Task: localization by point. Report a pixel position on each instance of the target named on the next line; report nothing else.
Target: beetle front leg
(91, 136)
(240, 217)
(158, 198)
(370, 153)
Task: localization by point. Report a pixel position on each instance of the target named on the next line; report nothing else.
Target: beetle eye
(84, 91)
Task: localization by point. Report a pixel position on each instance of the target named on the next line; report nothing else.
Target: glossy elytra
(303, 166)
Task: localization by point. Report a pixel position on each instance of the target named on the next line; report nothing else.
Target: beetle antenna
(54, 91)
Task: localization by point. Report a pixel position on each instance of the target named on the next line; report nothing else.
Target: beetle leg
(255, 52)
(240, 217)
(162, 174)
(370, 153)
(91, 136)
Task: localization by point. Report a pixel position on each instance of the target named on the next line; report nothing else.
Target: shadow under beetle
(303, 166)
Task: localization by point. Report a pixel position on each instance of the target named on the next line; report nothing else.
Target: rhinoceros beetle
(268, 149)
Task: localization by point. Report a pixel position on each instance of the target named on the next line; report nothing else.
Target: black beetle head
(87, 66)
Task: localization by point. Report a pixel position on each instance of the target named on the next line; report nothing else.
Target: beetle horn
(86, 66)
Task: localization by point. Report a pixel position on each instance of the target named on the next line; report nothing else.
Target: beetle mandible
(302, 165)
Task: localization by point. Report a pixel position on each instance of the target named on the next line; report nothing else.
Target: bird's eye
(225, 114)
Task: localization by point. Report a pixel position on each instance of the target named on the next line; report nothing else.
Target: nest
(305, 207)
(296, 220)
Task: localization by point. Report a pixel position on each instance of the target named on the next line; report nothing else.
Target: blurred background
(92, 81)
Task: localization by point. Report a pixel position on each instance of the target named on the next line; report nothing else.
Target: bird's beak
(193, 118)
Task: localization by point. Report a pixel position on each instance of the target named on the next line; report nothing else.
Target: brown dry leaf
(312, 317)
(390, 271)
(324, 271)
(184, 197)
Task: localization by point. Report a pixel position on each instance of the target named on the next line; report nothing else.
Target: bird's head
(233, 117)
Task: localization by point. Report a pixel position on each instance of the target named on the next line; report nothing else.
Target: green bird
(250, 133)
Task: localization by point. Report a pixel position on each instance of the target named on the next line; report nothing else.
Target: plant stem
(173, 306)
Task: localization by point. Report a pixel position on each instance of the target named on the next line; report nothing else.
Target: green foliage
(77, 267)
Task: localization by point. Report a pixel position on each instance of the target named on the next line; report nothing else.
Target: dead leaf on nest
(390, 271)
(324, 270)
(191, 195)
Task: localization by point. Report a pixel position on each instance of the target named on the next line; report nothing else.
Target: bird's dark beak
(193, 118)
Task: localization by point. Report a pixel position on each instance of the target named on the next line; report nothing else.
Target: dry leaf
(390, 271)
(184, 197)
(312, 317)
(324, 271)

----------------

> AIM OF THE TASK: Reproduce the material in full, with no word added or dropped.

> ANSWER:
Task: localization by point. Report a pixel position on each instance of the target named on the next line; report nothing else.
Target: beetle front leg
(91, 136)
(240, 217)
(158, 198)
(370, 153)
Task: localization by point. Report a pixel position on each instance of the target named on the next line; report nothing else.
Target: beetle eye
(84, 91)
Task: localization by point. Report a pixel position on each instance of the target named on the next line; report nothing else.
Target: glossy elytra
(303, 166)
Task: localization by point. Report a pixel position on each instance of the target named on the next line; report nothing else.
Target: beetle antenna
(54, 91)
Task: localization by point. Report a pixel position on each instance of the target named on the next line; report nothing else.
Target: beetle leg
(255, 52)
(240, 217)
(162, 174)
(370, 153)
(91, 136)
Task: localization by point. Report a pixel position on each instance of the target named on the next line; report nothing else.
Target: shadow under beetle
(303, 166)
Task: localization by point. Report a pixel position on each instance of the target named on the next line; report nothing else.
Target: rhinoceros beetle
(268, 149)
Task: localization by point. Report a pixel position on each instance of the target named on the next line; report nothing else.
Target: black beetle head
(87, 66)
Task: localization by point. Report a pixel position on each instance of the target named on the next line; report nothing else.
Target: beetle horn
(86, 66)
Task: localization by point. Report a pixel position on each instance of the target named on the next line; report nothing else.
Target: beetle mandible
(302, 165)
Task: localization by point. Report a pixel position on each instance of the target named on the next line; report nothing else.
Target: bird's eye
(225, 114)
Task: localization by point. Report a pixel position on each instance of the target named on the next line; report nothing else.
Target: nest
(305, 207)
(296, 220)
Task: localization by point. Report a pixel position on each instance of the target named on the next line; report nothing else.
Target: blurred background
(92, 81)
Task: localization by point. Report a pixel position on each instance of the target named on the next line; report nothing else.
Target: bird's beak
(193, 118)
Task: localization by point. Report a pixel position on each instance of the target named on the next line; report nothing else.
Target: brown dry leaf
(312, 317)
(390, 271)
(324, 271)
(184, 197)
Task: localization by point. Report a pixel position on each instance of the target named on the next line; report nothing else.
Target: bird's head
(233, 117)
Task: localization by point. Report a pixel position on each instance of the target named on the next line; report nothing else.
Target: green bird
(250, 133)
Task: localization by point. Report a pixel position on each instance of the target named on the next line; report nothing else.
Target: plant stem
(173, 306)
Task: localization by point. Report a pixel position on each instance of the target named on the next line; report nothing else.
Target: green foliage
(77, 267)
Task: localization by point. Report a pixel position on each instance of the target named on the next line; report nothing else.
Target: dead leaf on nest
(390, 271)
(324, 270)
(191, 195)
Task: localization by point. Report a pixel position on each instance of the target named on the next line; report nothing else.
Target: bird's dark beak
(193, 118)
Task: localization by point. Report a pixel position on each instance of the target named on the next line; report nothing else.
Target: dry leaf
(390, 271)
(184, 197)
(312, 317)
(324, 271)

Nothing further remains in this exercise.